» YOUR TASK: Reproduce the records below word for word, omitting the pictures.

┌──

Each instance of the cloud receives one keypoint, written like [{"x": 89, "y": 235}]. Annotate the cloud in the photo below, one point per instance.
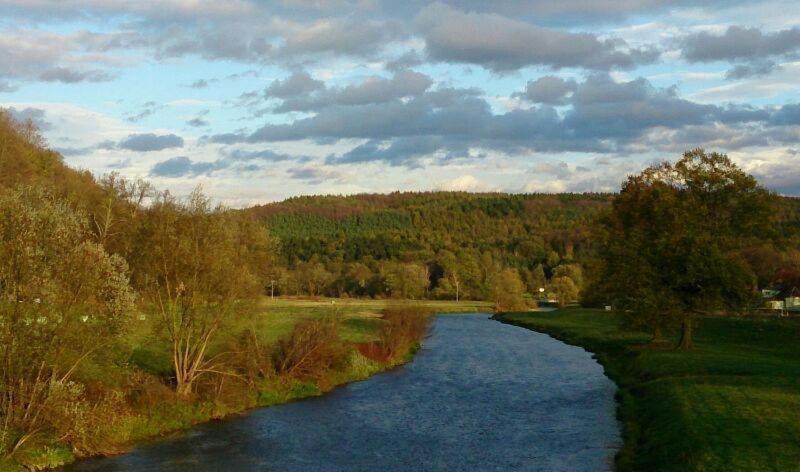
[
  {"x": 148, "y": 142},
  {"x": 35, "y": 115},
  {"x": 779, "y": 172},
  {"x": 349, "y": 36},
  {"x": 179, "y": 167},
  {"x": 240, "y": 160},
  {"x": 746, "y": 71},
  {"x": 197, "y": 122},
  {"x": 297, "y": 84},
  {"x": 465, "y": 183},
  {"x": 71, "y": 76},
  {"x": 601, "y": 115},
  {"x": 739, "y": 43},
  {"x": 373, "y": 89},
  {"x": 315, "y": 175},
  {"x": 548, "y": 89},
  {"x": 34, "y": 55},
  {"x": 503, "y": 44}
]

└──

» SOLVED EXERCISE:
Each instance of the cloud receives one keypoint, written like [{"x": 89, "y": 235}]. Annotate the cloud in the photo below, one point per instance.
[
  {"x": 148, "y": 142},
  {"x": 35, "y": 115},
  {"x": 779, "y": 172},
  {"x": 349, "y": 36},
  {"x": 179, "y": 167},
  {"x": 240, "y": 160},
  {"x": 746, "y": 71},
  {"x": 197, "y": 122},
  {"x": 297, "y": 84},
  {"x": 465, "y": 183},
  {"x": 71, "y": 76},
  {"x": 601, "y": 115},
  {"x": 739, "y": 43},
  {"x": 373, "y": 89},
  {"x": 315, "y": 175},
  {"x": 548, "y": 89},
  {"x": 34, "y": 55},
  {"x": 503, "y": 44}
]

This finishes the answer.